What you will do:
Set down exactly the lines below, starting at the one that contains "shirt in this photo." and ending at the one that contains "query | person standing", with both of those lines included and nothing else.

[Dataset entries]
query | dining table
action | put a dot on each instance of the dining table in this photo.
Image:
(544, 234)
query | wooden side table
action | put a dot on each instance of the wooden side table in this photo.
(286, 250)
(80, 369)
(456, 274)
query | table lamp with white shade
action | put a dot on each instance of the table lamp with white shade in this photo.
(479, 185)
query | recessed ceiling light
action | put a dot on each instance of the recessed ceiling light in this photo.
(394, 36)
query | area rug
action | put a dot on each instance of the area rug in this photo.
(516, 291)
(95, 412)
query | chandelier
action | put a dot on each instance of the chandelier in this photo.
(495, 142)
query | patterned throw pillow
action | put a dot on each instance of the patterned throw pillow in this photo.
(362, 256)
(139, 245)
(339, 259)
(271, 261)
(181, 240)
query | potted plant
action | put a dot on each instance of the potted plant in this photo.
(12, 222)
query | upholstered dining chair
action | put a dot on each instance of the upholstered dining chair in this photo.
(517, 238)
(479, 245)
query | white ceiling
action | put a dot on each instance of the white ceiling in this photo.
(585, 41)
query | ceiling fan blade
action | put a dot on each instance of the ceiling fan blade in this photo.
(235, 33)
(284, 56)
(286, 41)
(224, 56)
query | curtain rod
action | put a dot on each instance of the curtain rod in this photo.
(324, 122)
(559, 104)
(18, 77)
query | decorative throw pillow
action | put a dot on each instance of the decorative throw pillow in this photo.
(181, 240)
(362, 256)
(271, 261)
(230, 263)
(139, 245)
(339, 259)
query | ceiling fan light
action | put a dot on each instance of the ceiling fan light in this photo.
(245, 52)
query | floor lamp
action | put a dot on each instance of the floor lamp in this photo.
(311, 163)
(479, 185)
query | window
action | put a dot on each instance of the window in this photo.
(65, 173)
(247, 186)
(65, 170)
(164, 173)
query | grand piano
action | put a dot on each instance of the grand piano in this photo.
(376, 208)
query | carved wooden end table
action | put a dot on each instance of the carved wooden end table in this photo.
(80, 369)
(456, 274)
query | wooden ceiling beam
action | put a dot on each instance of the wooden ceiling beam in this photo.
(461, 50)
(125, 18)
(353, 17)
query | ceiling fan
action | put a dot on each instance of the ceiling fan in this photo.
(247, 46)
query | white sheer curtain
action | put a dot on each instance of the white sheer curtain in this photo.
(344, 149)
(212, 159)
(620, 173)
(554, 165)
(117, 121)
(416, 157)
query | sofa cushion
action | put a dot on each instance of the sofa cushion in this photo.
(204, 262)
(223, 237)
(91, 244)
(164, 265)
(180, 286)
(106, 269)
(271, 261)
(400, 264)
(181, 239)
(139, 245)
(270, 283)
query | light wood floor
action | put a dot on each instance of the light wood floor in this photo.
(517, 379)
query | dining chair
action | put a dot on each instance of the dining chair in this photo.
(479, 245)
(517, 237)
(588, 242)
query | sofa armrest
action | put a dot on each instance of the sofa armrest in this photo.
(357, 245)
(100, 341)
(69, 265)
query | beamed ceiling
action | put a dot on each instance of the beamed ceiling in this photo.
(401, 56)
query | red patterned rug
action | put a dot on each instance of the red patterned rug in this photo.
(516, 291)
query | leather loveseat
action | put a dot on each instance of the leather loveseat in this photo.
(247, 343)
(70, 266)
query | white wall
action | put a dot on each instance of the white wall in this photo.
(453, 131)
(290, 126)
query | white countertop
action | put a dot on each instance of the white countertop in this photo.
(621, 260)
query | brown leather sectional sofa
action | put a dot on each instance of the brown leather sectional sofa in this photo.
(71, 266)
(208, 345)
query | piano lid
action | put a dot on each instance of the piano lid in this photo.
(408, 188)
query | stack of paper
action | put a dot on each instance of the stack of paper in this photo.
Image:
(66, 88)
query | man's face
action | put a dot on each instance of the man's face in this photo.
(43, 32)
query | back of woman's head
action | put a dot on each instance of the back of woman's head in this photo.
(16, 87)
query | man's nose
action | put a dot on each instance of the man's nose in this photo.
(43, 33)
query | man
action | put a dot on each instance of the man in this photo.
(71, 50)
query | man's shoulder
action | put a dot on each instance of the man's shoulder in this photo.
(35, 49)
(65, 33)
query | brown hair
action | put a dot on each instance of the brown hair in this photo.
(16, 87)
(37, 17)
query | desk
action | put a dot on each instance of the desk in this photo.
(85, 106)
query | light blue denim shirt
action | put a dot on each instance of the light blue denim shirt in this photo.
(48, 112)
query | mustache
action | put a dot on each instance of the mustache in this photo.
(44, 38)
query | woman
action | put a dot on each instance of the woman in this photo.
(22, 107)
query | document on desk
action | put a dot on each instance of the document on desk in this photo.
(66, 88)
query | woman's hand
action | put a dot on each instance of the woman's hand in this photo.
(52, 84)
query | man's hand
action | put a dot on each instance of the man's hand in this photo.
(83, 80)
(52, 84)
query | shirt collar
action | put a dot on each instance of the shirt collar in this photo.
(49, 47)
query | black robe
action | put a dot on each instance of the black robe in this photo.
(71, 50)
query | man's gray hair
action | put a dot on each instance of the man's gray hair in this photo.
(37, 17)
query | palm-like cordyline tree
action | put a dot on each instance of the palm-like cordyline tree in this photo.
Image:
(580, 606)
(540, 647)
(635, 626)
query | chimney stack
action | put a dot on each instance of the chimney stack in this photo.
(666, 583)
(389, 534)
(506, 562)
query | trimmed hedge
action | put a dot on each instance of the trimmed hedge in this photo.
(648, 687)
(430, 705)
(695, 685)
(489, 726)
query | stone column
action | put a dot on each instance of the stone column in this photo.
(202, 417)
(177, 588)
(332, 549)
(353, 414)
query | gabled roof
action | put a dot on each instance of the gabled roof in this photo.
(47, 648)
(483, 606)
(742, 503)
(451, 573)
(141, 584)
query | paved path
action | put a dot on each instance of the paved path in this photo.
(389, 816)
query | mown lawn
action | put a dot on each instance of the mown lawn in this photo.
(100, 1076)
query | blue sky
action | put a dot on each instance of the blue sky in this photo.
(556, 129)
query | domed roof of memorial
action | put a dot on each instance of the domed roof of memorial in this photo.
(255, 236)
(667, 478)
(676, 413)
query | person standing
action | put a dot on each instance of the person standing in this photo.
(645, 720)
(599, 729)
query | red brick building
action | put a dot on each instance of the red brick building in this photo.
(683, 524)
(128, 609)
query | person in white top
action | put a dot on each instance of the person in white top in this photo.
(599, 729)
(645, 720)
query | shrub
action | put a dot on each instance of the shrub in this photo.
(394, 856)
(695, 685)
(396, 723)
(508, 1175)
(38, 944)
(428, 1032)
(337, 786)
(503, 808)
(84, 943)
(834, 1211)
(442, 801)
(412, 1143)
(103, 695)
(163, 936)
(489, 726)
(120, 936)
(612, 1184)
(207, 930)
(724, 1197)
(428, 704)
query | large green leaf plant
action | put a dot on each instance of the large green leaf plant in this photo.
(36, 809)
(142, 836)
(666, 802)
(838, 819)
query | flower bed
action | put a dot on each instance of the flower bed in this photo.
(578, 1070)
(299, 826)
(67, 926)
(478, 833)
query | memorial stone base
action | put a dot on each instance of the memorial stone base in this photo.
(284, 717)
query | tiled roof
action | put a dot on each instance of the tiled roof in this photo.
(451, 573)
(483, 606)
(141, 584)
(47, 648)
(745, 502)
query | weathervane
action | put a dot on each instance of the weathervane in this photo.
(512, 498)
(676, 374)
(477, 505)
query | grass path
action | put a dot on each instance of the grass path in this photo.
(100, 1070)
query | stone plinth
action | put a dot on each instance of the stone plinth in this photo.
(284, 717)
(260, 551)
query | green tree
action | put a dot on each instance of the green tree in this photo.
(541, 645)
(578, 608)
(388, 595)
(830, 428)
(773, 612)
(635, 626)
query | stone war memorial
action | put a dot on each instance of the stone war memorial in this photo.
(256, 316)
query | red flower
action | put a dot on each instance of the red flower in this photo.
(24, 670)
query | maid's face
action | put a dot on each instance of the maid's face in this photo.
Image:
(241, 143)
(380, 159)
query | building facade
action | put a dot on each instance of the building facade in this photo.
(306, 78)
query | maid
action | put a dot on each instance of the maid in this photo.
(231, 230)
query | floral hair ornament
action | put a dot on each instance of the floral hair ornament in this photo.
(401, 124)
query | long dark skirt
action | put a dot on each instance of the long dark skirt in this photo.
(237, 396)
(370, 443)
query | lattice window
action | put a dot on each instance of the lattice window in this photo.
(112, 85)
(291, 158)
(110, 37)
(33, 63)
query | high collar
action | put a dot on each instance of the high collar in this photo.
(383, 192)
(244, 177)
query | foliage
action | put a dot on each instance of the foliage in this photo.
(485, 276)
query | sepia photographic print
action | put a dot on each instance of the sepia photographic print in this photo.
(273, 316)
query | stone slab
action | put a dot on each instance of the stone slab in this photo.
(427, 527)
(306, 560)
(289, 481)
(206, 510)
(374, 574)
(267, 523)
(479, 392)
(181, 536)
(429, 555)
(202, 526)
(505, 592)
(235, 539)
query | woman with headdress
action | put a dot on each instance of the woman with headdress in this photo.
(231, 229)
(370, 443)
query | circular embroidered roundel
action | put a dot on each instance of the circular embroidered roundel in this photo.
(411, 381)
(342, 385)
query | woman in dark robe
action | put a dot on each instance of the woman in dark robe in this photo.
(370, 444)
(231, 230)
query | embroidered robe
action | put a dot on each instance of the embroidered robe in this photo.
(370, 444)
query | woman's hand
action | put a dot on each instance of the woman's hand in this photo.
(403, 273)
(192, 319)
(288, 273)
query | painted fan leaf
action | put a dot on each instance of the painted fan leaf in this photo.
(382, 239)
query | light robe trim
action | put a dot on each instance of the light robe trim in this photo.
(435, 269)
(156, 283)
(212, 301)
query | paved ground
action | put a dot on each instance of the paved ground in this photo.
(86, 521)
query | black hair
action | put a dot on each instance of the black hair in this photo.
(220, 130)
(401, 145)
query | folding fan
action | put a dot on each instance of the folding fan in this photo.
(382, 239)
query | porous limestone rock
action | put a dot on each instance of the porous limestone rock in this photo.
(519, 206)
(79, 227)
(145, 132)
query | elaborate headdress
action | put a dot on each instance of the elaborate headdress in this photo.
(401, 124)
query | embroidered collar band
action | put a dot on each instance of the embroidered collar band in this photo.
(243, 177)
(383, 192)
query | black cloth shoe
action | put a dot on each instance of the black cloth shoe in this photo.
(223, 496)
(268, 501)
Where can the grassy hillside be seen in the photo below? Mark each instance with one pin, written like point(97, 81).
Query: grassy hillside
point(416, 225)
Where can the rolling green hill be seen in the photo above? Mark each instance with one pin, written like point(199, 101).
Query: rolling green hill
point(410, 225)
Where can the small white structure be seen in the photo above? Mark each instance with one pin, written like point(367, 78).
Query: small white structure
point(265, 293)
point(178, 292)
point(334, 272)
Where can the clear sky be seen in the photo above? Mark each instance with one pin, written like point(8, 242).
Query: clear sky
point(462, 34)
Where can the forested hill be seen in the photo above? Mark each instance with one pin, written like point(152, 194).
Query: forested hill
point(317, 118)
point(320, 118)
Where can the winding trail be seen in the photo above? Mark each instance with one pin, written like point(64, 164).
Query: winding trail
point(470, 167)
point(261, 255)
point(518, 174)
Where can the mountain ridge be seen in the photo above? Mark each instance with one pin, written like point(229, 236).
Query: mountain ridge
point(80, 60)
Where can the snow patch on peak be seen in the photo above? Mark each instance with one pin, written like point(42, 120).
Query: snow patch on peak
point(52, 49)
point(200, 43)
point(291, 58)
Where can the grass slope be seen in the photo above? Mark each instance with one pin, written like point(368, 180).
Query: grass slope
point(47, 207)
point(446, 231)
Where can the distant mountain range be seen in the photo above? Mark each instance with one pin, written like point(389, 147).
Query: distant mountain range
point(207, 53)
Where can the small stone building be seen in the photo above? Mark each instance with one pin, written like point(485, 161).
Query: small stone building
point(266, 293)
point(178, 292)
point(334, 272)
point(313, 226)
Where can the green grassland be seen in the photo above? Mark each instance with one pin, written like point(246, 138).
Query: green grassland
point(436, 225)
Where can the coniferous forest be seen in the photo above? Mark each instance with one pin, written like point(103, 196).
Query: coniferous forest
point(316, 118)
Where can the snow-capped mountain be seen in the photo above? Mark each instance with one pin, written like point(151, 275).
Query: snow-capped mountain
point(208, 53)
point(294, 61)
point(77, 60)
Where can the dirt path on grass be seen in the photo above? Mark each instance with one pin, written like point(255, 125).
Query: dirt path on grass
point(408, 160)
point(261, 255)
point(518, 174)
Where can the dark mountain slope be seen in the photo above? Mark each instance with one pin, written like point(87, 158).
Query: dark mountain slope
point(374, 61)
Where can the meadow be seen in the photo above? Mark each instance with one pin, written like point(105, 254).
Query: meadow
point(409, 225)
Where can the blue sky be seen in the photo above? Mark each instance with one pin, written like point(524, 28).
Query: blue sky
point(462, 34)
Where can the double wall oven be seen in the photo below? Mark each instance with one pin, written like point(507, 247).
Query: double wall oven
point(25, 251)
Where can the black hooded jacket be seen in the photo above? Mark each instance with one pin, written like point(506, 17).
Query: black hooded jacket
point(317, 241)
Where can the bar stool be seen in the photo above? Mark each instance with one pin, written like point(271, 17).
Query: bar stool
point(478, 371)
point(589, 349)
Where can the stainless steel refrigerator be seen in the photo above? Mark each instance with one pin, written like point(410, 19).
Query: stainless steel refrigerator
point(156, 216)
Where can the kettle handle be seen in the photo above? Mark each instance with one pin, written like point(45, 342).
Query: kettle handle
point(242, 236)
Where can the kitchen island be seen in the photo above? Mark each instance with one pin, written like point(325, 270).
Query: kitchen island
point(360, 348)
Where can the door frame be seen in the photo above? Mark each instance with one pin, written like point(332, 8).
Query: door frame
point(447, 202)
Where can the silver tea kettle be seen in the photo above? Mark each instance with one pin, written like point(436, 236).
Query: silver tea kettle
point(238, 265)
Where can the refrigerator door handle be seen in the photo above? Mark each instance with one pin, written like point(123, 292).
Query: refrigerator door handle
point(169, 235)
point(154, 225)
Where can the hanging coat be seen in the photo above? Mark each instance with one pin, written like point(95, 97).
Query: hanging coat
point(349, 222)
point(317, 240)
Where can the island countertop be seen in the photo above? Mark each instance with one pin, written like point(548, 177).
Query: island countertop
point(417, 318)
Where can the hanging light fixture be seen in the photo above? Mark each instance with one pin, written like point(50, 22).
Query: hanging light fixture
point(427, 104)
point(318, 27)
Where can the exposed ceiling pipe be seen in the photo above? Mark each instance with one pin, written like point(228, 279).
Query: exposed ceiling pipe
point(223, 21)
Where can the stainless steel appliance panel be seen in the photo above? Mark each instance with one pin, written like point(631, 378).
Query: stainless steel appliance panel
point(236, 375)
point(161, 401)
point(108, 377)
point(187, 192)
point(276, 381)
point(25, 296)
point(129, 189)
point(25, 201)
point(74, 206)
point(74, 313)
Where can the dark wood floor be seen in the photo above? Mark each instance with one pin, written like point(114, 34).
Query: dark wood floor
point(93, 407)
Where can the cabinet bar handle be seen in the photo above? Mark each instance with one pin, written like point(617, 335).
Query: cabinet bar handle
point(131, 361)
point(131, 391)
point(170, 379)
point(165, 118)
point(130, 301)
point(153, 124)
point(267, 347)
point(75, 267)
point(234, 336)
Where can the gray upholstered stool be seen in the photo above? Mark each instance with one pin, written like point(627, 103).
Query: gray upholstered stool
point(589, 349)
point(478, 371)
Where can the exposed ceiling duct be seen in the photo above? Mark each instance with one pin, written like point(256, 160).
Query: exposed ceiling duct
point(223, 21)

Exercise answer:
action | put a dot on each instance of the light blue denim shirt in this photo.
(48, 112)
query | mustache
action | put a dot on each instance of the mustache in this photo.
(44, 38)
query | woman
action | put a dot on each instance of the woman in this photo.
(22, 107)
query | document on desk
action | put a dot on each instance of the document on desk in this photo.
(66, 88)
query | woman's hand
action | put a dot on each instance of the woman's hand in this photo.
(52, 84)
query | man's hand
action | put a dot on each instance of the man's hand in this photo.
(83, 80)
(52, 84)
query | shirt collar
action | put a dot on each instance of the shirt collar in this photo.
(49, 47)
query | black robe
action | put a dot on each instance of the black robe in this photo.
(71, 50)
query | man's gray hair
action | put a dot on each instance of the man's gray hair in this photo.
(37, 17)
query | palm-like cordyline tree
action | put a dot on each instance of the palm-like cordyline tree in this photo.
Image:
(580, 606)
(540, 647)
(635, 626)
query | chimney stack
action | put a dot on each instance of the chimney stack in this photo.
(666, 583)
(389, 534)
(506, 562)
query | trimmed hedge
action | put a dot on each instance of the trimmed hedge in this photo.
(648, 687)
(430, 705)
(695, 685)
(489, 726)
query | stone column
action | put a dot on each instance of the stone column in this photo.
(202, 417)
(177, 588)
(332, 549)
(353, 414)
query | gabled roof
action | put a dot on each instance of the gabled roof in this photo.
(47, 648)
(483, 606)
(742, 503)
(451, 573)
(141, 584)
query | paved path
action | put a dot on each instance of the paved path in this photo.
(389, 816)
query | mown lawn
action | put a dot on each instance of the mown lawn in this photo.
(100, 1076)
query | blue sky
action | put a dot on each instance of the blue sky in this photo.
(556, 129)
query | domed roof of memorial
action | put a dot on each instance of the domed roof of memorial in this photo.
(255, 236)
(667, 478)
(676, 413)
query | person standing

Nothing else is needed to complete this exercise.